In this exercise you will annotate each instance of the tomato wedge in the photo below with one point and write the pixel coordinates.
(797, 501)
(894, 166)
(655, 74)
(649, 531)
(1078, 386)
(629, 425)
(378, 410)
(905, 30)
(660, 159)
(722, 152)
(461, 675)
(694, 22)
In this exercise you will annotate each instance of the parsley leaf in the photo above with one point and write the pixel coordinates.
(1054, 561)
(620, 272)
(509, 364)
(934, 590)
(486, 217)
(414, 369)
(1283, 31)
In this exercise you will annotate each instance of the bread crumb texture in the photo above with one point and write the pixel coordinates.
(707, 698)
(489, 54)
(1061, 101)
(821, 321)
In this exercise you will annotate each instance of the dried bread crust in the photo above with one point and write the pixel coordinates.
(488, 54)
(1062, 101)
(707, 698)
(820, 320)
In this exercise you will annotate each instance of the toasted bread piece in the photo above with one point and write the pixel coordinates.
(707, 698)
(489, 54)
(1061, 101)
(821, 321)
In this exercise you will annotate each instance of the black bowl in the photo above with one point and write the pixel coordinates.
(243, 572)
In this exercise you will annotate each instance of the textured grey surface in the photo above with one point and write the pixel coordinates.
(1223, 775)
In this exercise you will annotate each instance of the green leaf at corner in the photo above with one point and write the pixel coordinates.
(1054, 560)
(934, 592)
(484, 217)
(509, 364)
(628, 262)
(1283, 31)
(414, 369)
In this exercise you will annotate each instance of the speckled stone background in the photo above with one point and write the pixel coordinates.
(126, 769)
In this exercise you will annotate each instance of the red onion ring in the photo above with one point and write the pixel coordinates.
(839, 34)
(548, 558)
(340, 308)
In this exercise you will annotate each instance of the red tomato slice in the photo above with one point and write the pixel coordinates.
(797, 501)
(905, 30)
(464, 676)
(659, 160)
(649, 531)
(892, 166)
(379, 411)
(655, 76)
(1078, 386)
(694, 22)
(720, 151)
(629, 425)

:::::

- _Task goal_:
Nothing but the lines from the one with "the red tomato" through the end of the data above should be repeated, each exactly as it stands.

- _Result of the exercise_:
In this exercise you will annotate each instance of the red tomato slice in the photo above with one point and write the pixel coordinates.
(797, 501)
(905, 30)
(464, 676)
(659, 160)
(649, 531)
(892, 166)
(379, 411)
(655, 76)
(1078, 386)
(694, 22)
(720, 151)
(629, 425)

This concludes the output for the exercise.